▶ _OPDRACHT_
Welke drie typen ouders onderscheidt Roks volgens het tekstfragment hieronder?

▶ _TEKSTFRAGMENT_
+++++
Zicht op de belevingswereld van jongeren
Een voorbeeld van zo'n repressieve aanpak ziet Roks in Rotterdam, waar ouders van jongeren die voor de tweede keer betrapt worden op het dragen van een wapen een forse boete kunnen krijgen. 'Ik vind dat niet goed doordacht. Ze gaan ervan uit dat die opvoeders weten dat hun kind een mes bij zich draagt. En dat die op geen enkele manier al hebben geprobeerd om ervoor te zorgen dat hun kind dat wapen wegdoet. Maar zeker in de fase van adolescentie weten ouders niet alles. En ouders hebben maar beperkt controle over het gedrag van hun kinderen. Dat hoort ook bij het jong zijn.' Roks maakt een onderscheid tussen drie typen ouders: de onmachtige, onwetende en onwillende ouder. Voor onwillende ouders kan repressie het antwoord zijn. Maar bij onwetende of onmachtige ouders kan zo'n aanpak juist averechts werken, denkt hij. 'Er zijn gezinnen waar al veel aan de hand is, soms ook financiële zorgen. Besef dat je voor zo'n gezin de problemen alleen maar groter maakt.'
'Voor mij is dit een voorbeeld van iets dat echt vanuit beleid komt', voegt Roks toe. 'Ik kan me niet voorstellen dat mensen die in de praktijk met ouders en jongeren werken zoiets zouden voorstellen.' Hij ziet dat beleid en uitvoering soms te ver van elkaar af staan. 'Ik heb het niet systematisch onderzocht, maar ik denk dat naarmate de afstand tot jonge mensen groter is, het inlevingsvermogen en de compassie minder worden.
Ik vraag me soms af of mensen die zich bezighouden met beleid goed zicht hebben op de belevingswereld en leefwereld van de jonge mensen over wie ze het hebben. Daardoor hebben ze niet altijd een goed idee van wat er nodig is. Terwijl bijvoorbeeld jongerenwerkers of anderen die veel contact hebben met jongeren daar veel beter zicht op hebben.'
Roks pleit er daarom voor dat er beter geluisterd wordt naar de ervaringen vanuit de praktijk, van mensen die direct met jongeren werken. Ook moet er volgens hem meer aandacht zijn voor de belevingswereld van jongeren, om te voorkomen dat beleid of een aanpak volledig de plank misslaat. Hij geeft het voorbeeld van de campagne 'Drop je knife en doe wat met je life', die messenbezit onder jongeren moest tegengaan. 'Dat vind ik een voorbeeld van iets wat door beleidsmakers en adviseurs aan de tekentafel is bedacht. Het gaat zo voorbij aan de belevingswereld van jongeren. Waarom zoek je in zo'n geval niet de samenwerking met jongerenwerkers, als kritische tegendenkers? Of met jongeren?' Bij andere campagnes gebeurt dat wel, ziet hij. 'In Dordrecht hebben ze een mooie lokale campagne gemaakt om wapenbezit onder jongeren te ontmoedigen. Samen met jongeren. Volgens mij is de impact dan veel groter.'
"Neem dat onderbuikgevoel serieus. En zorg ervoor dat dit niet alleen jouw onderbuikgevoel blijft."
+++++
▶ _RECORDS_
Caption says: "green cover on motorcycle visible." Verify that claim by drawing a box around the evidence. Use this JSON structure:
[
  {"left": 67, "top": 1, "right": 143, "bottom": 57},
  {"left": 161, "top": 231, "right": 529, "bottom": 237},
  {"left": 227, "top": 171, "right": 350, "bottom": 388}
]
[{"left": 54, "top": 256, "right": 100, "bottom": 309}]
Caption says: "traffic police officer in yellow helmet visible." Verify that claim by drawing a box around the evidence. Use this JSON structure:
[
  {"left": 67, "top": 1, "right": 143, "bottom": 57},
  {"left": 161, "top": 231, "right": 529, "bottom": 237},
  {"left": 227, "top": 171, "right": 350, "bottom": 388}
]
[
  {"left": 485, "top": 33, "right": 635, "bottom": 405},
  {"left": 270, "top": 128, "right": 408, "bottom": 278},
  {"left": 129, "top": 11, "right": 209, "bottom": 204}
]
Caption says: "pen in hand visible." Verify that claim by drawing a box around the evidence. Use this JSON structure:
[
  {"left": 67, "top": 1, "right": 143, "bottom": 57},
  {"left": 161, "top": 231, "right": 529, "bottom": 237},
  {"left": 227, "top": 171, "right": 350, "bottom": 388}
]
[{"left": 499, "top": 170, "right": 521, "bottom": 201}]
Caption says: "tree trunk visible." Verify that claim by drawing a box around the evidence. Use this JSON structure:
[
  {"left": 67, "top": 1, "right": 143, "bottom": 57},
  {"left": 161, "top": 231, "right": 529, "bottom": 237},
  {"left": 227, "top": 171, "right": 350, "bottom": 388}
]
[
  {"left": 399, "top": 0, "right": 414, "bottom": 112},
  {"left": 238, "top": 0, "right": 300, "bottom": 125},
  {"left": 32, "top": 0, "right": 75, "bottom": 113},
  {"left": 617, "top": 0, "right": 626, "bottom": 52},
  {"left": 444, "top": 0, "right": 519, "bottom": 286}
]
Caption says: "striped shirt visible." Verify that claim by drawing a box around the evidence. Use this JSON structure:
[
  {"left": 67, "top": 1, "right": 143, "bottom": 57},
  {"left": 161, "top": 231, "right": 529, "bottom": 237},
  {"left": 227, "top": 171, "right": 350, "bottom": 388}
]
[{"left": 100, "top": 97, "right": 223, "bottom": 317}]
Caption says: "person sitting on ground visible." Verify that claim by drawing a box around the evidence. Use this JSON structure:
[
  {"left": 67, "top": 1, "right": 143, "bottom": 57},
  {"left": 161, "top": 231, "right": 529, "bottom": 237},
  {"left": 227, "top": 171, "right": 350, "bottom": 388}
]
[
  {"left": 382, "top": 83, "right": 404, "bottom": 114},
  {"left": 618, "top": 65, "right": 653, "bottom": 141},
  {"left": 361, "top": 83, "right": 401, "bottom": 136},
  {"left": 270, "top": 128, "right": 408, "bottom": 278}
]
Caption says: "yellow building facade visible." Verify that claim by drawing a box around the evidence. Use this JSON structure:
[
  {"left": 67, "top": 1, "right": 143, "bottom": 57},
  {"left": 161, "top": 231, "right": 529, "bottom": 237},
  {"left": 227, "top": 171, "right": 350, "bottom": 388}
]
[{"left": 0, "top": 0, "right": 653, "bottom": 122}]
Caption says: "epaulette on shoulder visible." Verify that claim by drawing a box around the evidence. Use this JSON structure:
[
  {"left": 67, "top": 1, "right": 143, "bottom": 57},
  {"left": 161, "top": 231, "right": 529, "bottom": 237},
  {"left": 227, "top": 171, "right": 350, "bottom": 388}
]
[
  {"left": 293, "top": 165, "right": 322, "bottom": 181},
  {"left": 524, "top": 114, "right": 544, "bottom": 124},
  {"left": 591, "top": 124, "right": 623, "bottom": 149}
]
+++++
▶ _ANTWOORD_
De onmachtige, de onwetende en de onwillende ouder.